# TEXT SECTION
I got out of the vet earlier than expected -- I've learned to put padding between things in town, so the pickup order was going to be a bit. I decided to pick up some sushi, then I got to the grocery store. As I pulled in to the pickup spot I got a call from the vet: Siri has diabetes, she wanted to catch me while I was still in town, there were 3 options:

-Put him down, she knew he was a stray I'd just found and this was going to take some commitment to deal with

-Insulin shots, which would require him to go into the clinic for a full day, then once every couple days for a couple weeks, then once a week for awhile, then once a month. He'd get the shots twice a day. The vet is a 5 hour round trip from me if nothing goes badly.

-A new drug she doesn't have much experience with, which he would take by mouth once a day, along with diabetic food. It would still require monitoring but some of that could be done by phone maybe. The drug isn't cheap but the vial should last a couple months.

I had pulled my truck really awkwardly into the parking space -- it's too long to super comfortably go into most of them, and I was trying to answer the phone. I'm sitting there on the phone in the row of 12 pickup spaces with someone pulled into the one space beside me that I was partially cutting off, while all but 1 of the other spaces were empty, sorting through this in my mind. The person in the other car, also on the phone, was glaring at me.

I went with the last option, the once a day drug that probably didn't require as much monitoring. This is why I can't keep my credit card empty, I guess.

I had ordered a bunch of frozen food because the plan was to go straight home. Even though I'd brought a kinda cooler thing running up to the vet was going to add an hour to me getting home, but so be it. I loaded my groceries into the truck, covered them with blankets and jackets, and drove the half hour back up to the vet, then back down again in pre-long-weekend-rush-hour (which, to be fair, is probably less in Prince George than nearly anywhere else people might live).

Got onto the highway, air conditioner blasting -- it had somehow gone from 19C to 27C -- and slowed down because the car in front of me had their flashers on. They were part of a line that stretched to the horizon, which at this point wasn't too far because of a hill. No one was moving.

After about twenty minutes the line of cars started creeping forward. Nothing on facebook about what was going on. Cars had been coming the other way intermittently, so I knew it wasn't a logging truck fully jackknifed or anything. Why weren't they alternating traffic past the blockage? Why were we creeping so slooooooooowly? At this point the cars stretched to the horizon behind me too.

# DATA SHOWN
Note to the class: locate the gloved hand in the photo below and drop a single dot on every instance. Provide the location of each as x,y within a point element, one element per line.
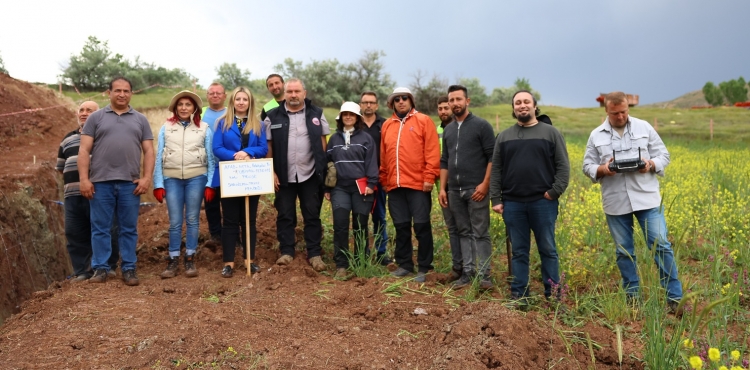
<point>209,194</point>
<point>159,194</point>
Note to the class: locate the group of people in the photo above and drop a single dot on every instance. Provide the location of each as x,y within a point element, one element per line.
<point>520,173</point>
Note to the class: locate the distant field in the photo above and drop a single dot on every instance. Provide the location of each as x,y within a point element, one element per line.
<point>730,123</point>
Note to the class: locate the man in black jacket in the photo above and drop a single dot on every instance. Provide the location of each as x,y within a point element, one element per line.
<point>296,131</point>
<point>465,167</point>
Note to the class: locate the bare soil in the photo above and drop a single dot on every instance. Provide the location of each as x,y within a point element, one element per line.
<point>281,318</point>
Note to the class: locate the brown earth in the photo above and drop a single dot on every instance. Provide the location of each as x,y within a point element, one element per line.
<point>282,318</point>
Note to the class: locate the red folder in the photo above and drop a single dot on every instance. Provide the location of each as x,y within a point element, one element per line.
<point>362,185</point>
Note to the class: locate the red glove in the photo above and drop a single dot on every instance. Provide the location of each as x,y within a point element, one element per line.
<point>209,194</point>
<point>159,194</point>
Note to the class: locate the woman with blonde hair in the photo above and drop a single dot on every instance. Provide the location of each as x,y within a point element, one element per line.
<point>182,175</point>
<point>239,136</point>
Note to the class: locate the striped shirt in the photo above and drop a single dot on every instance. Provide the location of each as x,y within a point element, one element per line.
<point>67,162</point>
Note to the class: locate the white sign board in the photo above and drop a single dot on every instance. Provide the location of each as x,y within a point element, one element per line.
<point>243,178</point>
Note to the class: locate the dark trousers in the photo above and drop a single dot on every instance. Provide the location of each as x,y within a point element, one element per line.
<point>78,235</point>
<point>309,194</point>
<point>407,206</point>
<point>346,200</point>
<point>213,213</point>
<point>234,224</point>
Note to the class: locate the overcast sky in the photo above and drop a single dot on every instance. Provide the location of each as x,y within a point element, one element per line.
<point>569,50</point>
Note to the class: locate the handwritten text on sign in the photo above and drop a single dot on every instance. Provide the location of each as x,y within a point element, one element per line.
<point>242,178</point>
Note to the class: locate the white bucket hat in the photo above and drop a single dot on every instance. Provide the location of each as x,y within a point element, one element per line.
<point>349,106</point>
<point>186,93</point>
<point>398,92</point>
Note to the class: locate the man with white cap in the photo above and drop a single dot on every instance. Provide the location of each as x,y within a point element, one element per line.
<point>409,165</point>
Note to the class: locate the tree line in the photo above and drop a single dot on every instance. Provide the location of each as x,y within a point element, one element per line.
<point>328,82</point>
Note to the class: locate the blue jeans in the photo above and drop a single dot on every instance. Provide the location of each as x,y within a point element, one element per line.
<point>472,222</point>
<point>184,195</point>
<point>110,196</point>
<point>380,235</point>
<point>654,229</point>
<point>520,219</point>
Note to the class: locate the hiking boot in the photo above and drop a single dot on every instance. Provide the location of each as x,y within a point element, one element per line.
<point>518,303</point>
<point>227,271</point>
<point>383,260</point>
<point>421,277</point>
<point>341,274</point>
<point>454,275</point>
<point>462,282</point>
<point>100,276</point>
<point>190,270</point>
<point>401,272</point>
<point>284,260</point>
<point>486,284</point>
<point>317,264</point>
<point>674,308</point>
<point>171,271</point>
<point>130,278</point>
<point>80,278</point>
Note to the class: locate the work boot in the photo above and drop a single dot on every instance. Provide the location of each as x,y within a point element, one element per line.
<point>130,278</point>
<point>190,270</point>
<point>100,276</point>
<point>171,271</point>
<point>317,264</point>
<point>284,260</point>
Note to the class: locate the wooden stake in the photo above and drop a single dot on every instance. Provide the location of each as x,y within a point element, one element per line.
<point>249,260</point>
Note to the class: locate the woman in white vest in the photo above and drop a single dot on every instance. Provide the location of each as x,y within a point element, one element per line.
<point>239,136</point>
<point>182,175</point>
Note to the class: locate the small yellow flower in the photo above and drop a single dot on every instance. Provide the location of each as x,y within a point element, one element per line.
<point>696,362</point>
<point>714,354</point>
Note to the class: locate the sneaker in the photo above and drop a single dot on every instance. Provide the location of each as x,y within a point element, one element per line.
<point>130,278</point>
<point>383,260</point>
<point>171,271</point>
<point>454,275</point>
<point>674,308</point>
<point>190,270</point>
<point>100,276</point>
<point>341,274</point>
<point>421,277</point>
<point>462,282</point>
<point>486,284</point>
<point>284,260</point>
<point>401,272</point>
<point>227,271</point>
<point>317,264</point>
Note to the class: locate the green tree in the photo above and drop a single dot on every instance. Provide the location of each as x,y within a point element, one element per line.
<point>734,91</point>
<point>713,94</point>
<point>232,76</point>
<point>2,66</point>
<point>427,92</point>
<point>477,92</point>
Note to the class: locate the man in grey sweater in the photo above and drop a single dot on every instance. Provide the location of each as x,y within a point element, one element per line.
<point>530,170</point>
<point>465,167</point>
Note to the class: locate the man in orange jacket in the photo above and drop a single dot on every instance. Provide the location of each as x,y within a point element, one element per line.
<point>409,165</point>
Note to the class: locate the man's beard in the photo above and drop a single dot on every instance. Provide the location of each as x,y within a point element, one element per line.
<point>525,118</point>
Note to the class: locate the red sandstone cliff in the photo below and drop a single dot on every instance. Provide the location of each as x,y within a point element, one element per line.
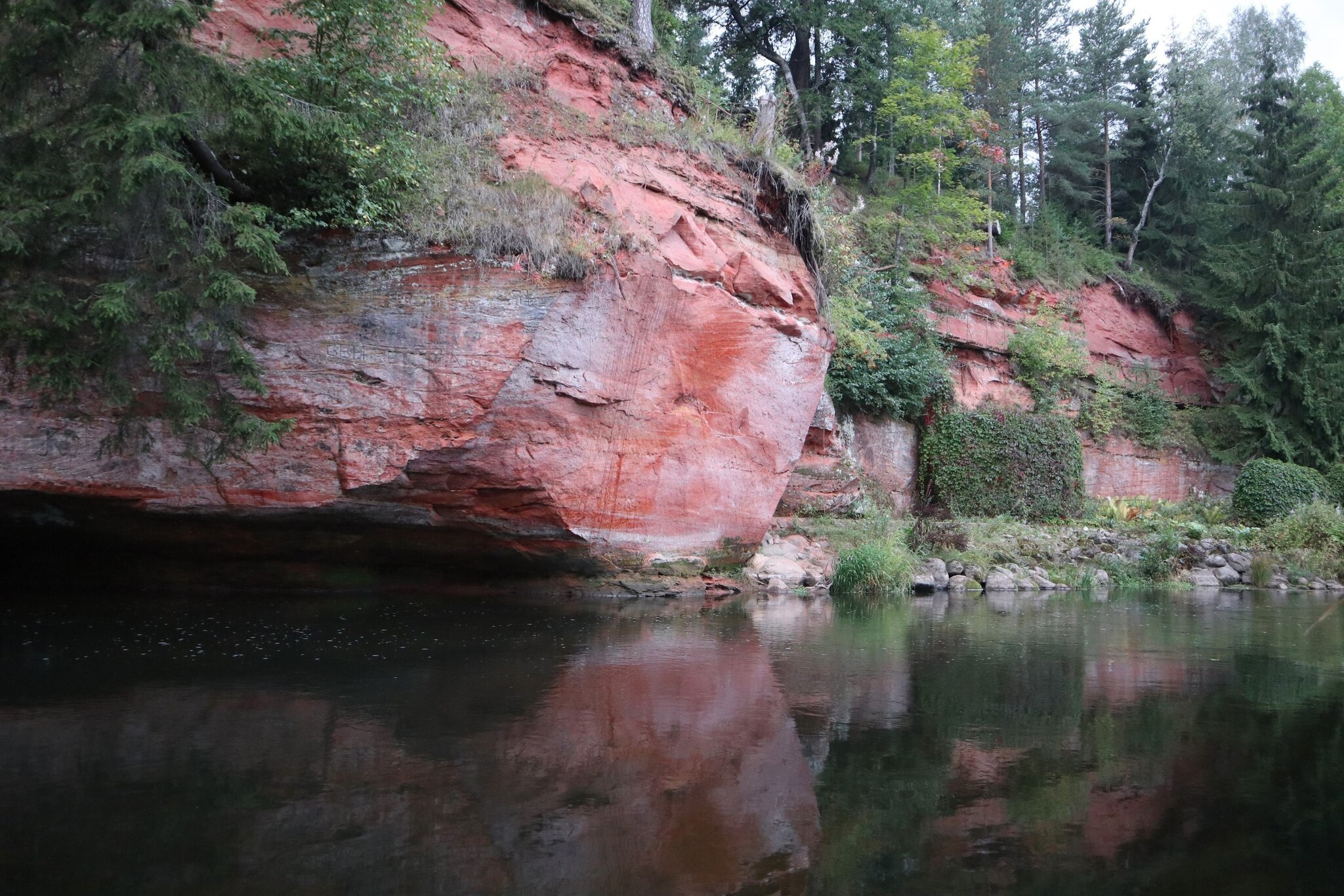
<point>658,406</point>
<point>846,456</point>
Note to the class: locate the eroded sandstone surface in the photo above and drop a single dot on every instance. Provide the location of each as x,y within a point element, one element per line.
<point>658,405</point>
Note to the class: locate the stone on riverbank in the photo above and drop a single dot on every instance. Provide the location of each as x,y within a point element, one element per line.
<point>931,575</point>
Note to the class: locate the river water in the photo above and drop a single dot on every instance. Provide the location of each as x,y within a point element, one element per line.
<point>371,743</point>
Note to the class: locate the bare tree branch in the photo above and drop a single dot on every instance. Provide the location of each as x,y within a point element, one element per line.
<point>1148,205</point>
<point>769,54</point>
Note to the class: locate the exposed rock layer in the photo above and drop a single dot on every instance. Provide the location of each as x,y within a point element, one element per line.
<point>659,405</point>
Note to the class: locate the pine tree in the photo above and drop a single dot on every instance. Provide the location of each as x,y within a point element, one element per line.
<point>1276,300</point>
<point>1092,123</point>
<point>1140,152</point>
<point>1043,31</point>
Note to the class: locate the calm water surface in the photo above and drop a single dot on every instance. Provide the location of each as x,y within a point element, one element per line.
<point>418,744</point>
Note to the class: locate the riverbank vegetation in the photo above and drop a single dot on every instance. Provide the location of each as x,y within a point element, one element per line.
<point>1137,544</point>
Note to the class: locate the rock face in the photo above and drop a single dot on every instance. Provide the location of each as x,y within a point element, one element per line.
<point>1117,329</point>
<point>1122,336</point>
<point>656,406</point>
<point>845,449</point>
<point>1123,468</point>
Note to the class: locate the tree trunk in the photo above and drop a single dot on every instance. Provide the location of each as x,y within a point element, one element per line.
<point>768,52</point>
<point>1105,142</point>
<point>641,23</point>
<point>1022,167</point>
<point>764,133</point>
<point>1041,150</point>
<point>990,206</point>
<point>1148,205</point>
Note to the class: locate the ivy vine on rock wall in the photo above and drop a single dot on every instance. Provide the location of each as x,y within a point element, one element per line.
<point>992,461</point>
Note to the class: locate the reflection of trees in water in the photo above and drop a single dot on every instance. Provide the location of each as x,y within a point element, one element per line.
<point>1055,746</point>
<point>539,755</point>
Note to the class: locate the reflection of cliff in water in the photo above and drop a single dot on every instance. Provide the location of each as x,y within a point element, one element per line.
<point>651,757</point>
<point>969,744</point>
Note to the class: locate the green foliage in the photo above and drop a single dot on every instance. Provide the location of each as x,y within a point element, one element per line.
<point>1141,410</point>
<point>874,567</point>
<point>1268,489</point>
<point>1263,570</point>
<point>1104,411</point>
<point>918,218</point>
<point>873,554</point>
<point>1058,251</point>
<point>1146,411</point>
<point>1049,357</point>
<point>1311,539</point>
<point>1158,562</point>
<point>124,261</point>
<point>1335,479</point>
<point>146,183</point>
<point>1314,525</point>
<point>887,360</point>
<point>1276,302</point>
<point>990,462</point>
<point>933,137</point>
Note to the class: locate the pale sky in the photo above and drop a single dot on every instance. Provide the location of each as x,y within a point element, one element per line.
<point>1323,20</point>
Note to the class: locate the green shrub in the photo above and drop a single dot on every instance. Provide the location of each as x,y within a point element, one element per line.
<point>1146,413</point>
<point>1263,570</point>
<point>1049,357</point>
<point>877,566</point>
<point>1058,250</point>
<point>1318,525</point>
<point>1158,562</point>
<point>889,360</point>
<point>1104,411</point>
<point>1268,489</point>
<point>991,461</point>
<point>144,182</point>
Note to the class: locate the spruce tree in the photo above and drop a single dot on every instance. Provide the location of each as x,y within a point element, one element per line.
<point>1092,123</point>
<point>1276,300</point>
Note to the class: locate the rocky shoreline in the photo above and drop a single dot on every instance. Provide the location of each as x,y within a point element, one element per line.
<point>1041,558</point>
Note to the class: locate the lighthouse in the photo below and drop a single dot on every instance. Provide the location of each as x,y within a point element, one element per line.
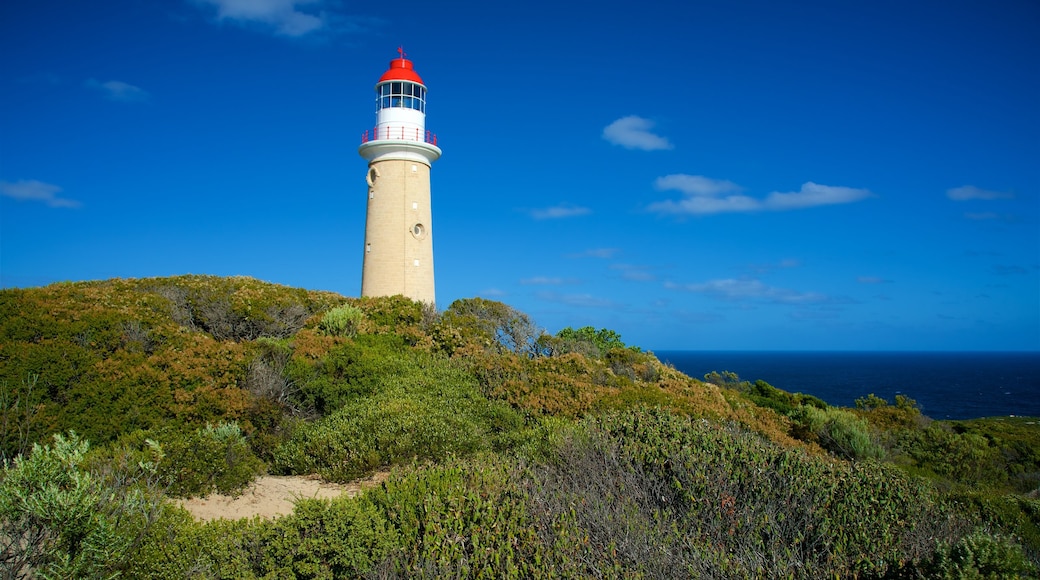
<point>398,221</point>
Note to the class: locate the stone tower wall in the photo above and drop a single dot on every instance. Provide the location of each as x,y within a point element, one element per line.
<point>398,231</point>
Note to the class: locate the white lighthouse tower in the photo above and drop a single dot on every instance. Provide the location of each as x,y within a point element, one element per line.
<point>398,225</point>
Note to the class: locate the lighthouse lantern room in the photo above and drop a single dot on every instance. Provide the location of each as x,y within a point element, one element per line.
<point>398,255</point>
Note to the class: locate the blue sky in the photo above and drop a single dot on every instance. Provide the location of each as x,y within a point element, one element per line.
<point>721,175</point>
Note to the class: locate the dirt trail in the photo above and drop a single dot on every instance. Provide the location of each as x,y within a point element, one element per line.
<point>271,496</point>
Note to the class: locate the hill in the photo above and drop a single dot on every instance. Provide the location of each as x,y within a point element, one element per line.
<point>515,452</point>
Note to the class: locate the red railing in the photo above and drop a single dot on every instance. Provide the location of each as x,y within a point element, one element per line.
<point>404,133</point>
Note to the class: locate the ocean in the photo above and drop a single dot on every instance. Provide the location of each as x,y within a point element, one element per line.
<point>945,385</point>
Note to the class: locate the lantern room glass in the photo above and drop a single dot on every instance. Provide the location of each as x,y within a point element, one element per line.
<point>400,95</point>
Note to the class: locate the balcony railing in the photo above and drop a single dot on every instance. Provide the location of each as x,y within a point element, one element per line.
<point>403,133</point>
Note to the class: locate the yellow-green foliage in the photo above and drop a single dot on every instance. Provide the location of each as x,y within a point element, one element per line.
<point>531,455</point>
<point>412,405</point>
<point>112,357</point>
<point>341,321</point>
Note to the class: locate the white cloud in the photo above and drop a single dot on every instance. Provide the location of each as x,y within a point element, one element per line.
<point>784,264</point>
<point>583,300</point>
<point>556,212</point>
<point>705,195</point>
<point>873,280</point>
<point>542,281</point>
<point>696,185</point>
<point>32,190</point>
<point>750,290</point>
<point>966,192</point>
<point>813,194</point>
<point>634,132</point>
<point>285,17</point>
<point>982,216</point>
<point>119,90</point>
<point>633,272</point>
<point>601,253</point>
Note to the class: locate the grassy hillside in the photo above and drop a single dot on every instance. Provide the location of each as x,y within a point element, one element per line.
<point>518,453</point>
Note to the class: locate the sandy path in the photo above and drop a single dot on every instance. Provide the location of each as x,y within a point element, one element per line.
<point>271,496</point>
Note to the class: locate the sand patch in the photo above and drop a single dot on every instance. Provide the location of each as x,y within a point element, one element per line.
<point>271,496</point>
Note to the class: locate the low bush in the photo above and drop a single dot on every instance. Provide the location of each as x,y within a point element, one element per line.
<point>837,430</point>
<point>651,493</point>
<point>431,410</point>
<point>341,321</point>
<point>981,554</point>
<point>59,520</point>
<point>460,520</point>
<point>197,463</point>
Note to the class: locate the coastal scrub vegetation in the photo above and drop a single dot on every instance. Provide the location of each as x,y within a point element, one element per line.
<point>514,452</point>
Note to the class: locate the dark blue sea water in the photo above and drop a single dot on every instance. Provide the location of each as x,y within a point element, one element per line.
<point>945,385</point>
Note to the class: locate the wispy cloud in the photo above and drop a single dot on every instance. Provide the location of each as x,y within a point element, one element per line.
<point>967,192</point>
<point>634,132</point>
<point>784,264</point>
<point>32,190</point>
<point>119,90</point>
<point>813,194</point>
<point>704,195</point>
<point>1002,269</point>
<point>601,253</point>
<point>634,272</point>
<point>561,211</point>
<point>542,281</point>
<point>873,280</point>
<point>286,18</point>
<point>751,290</point>
<point>582,300</point>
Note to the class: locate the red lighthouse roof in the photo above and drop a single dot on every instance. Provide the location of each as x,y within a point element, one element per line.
<point>400,69</point>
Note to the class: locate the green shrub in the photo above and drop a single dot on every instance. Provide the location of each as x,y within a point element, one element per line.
<point>460,520</point>
<point>208,459</point>
<point>341,321</point>
<point>980,555</point>
<point>339,538</point>
<point>178,547</point>
<point>429,410</point>
<point>58,520</point>
<point>656,494</point>
<point>837,430</point>
<point>347,371</point>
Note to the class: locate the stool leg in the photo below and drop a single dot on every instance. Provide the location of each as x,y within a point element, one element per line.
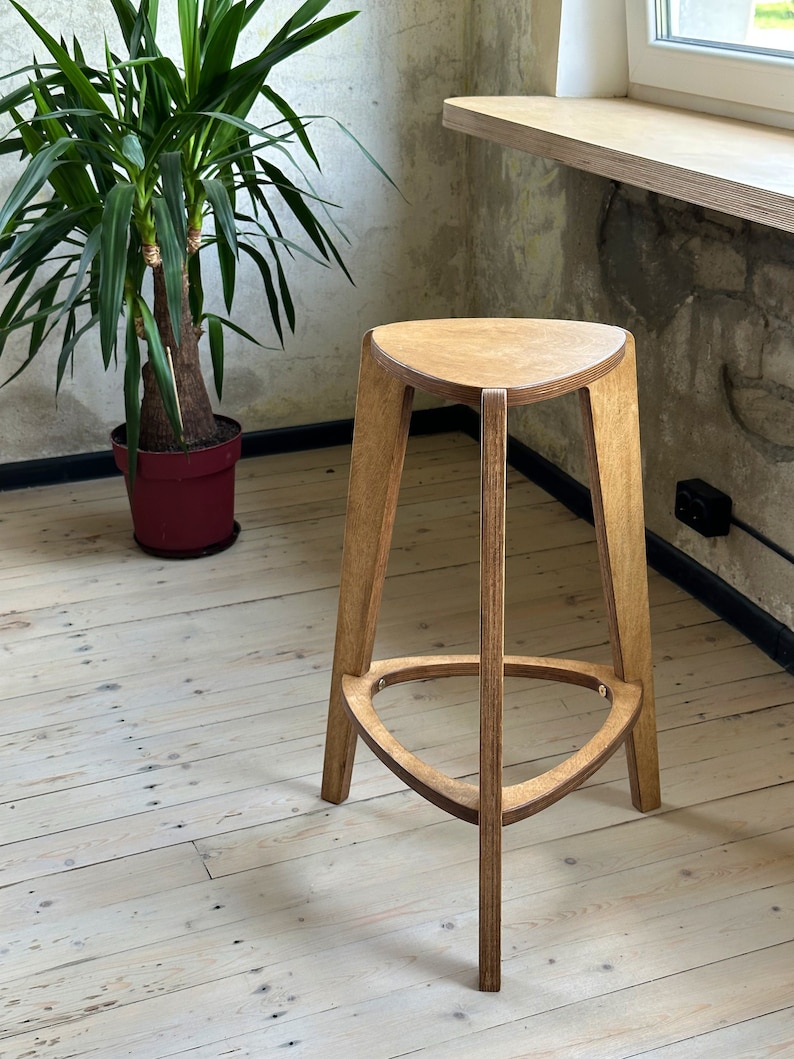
<point>491,681</point>
<point>612,437</point>
<point>382,419</point>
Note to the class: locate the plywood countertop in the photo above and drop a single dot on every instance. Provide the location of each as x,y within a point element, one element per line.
<point>733,166</point>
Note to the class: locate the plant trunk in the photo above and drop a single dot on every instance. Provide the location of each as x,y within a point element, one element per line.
<point>198,418</point>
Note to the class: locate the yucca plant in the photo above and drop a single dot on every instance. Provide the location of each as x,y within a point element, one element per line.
<point>125,163</point>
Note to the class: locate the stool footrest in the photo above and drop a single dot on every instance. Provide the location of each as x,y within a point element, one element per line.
<point>462,799</point>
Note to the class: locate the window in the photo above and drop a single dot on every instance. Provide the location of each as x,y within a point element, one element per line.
<point>732,57</point>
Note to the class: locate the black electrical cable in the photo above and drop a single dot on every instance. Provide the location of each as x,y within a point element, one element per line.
<point>763,539</point>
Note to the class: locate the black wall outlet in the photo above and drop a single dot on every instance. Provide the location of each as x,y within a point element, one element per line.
<point>703,507</point>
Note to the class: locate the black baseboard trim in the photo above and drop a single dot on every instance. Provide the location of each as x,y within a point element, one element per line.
<point>772,636</point>
<point>767,632</point>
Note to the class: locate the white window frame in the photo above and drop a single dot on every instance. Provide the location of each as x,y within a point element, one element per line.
<point>711,79</point>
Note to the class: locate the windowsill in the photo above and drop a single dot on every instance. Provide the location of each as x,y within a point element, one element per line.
<point>729,165</point>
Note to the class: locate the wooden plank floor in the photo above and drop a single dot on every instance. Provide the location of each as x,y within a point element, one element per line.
<point>173,884</point>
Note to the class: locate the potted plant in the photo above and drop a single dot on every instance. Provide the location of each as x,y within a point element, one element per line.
<point>125,163</point>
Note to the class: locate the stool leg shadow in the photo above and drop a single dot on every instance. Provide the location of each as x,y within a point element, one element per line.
<point>382,419</point>
<point>612,436</point>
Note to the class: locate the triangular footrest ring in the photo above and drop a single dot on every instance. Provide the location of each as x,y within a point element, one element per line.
<point>462,799</point>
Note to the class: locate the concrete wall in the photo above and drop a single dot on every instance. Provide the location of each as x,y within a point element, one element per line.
<point>384,76</point>
<point>709,299</point>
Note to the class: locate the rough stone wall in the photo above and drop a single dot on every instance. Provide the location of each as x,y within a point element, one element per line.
<point>709,299</point>
<point>384,76</point>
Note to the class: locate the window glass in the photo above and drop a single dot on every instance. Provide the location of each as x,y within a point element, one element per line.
<point>736,24</point>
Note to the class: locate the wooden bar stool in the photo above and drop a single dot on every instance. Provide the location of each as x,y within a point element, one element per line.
<point>494,364</point>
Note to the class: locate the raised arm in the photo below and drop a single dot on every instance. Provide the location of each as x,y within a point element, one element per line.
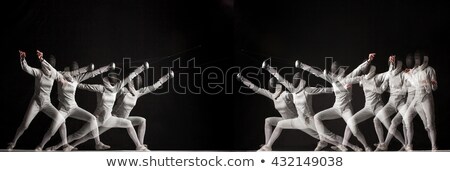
<point>381,81</point>
<point>256,89</point>
<point>82,70</point>
<point>280,79</point>
<point>315,90</point>
<point>23,63</point>
<point>433,79</point>
<point>92,87</point>
<point>313,71</point>
<point>358,70</point>
<point>156,85</point>
<point>82,77</point>
<point>133,74</point>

# ASSIGNMENT 1
Translate this sentence from the post about the vet trip into Spanish: "After about twenty minutes the line of cars started creeping forward."
# ASSIGNMENT 2
Please retype the part of the post about the vet trip starting with "I went with" and going on through "empty, I guess.".
# ASSIGNMENT 3
Write what comes next in the post about the vet trip, picking up after its last sentence.

# OUTPUT 1
Después de unos veinte minutos, la fila de coches empezó a avanzar lentamente.

# OUTPUT 2
I went with the last option, the once a day drug that probably didn't require as much monitoring. This is why I can't keep my credit card empty, I guess.

# OUTPUT 3
Crested the hill finally and could see the long stretch to the next hill a little over a kilometer away. There were police lights flashing but it was too far to see what was going on. Creep, creep, creep--- never really stopping enough to leave the truck in park.

Turns out the police were worried about a suspect in the area (?) ahead and wanted to stop each car, make us roll down our windows, and say, "don't pick anyone up or stop for anyone in the next bit". They weren't screening cars on the way out of the area, just letting us know on the way in, and this was the way they decided to do it during the busiest time on that highway. When I got past the area, the line in the opposite lane was over a mile long.

I was in the line for about an hour, so that added another hour to my freezer groceries timer and "I'll eat this sushi I picked up when I get home" lunchtime delay. Between emotional stuff about Siri, stress from running all over and waiting in that line without knowing what was up (they had phone blockers deployed, so no internet, unless it's just that so many people were using all the signal), heat stress, and being already tired I'm impressed that I managed to get the truck into my driveway without ending up in the ditch. Most of the groceries were even still frozen, yay survival blanket supplies.

This is the kind of situation where, even if I'm figuratively crashing, there's not too much to do -- I can't really stop the car by the side of the highway in 27C with $300 of frozen groceries and a cat and nap or rest. The trip itself is pushing my resiliency, so then when enough events occur it's really not great.

Also someone should tell the cops around here about things like writing and signs. They could have slowed us to 50 and flashed a sign without having us stop drive-through style and have that poor guy repeat the same message to what must have been a couple miles worth of cars in the end.

Anyhow, Siri is home and recovered from the trip. Thank goodness he's such a good car and carrier cat. The other cats are loved on. I'm in bed, contemplating ability and a new symptom (random pinprick feelings, yay! I didn't notice a wasp had stung me earlier because I've just been getting that sensation kinda randomly throughout my skin).

We will see what tomorrow brings, but at least it will bring me a still-alive cat and some time in bed.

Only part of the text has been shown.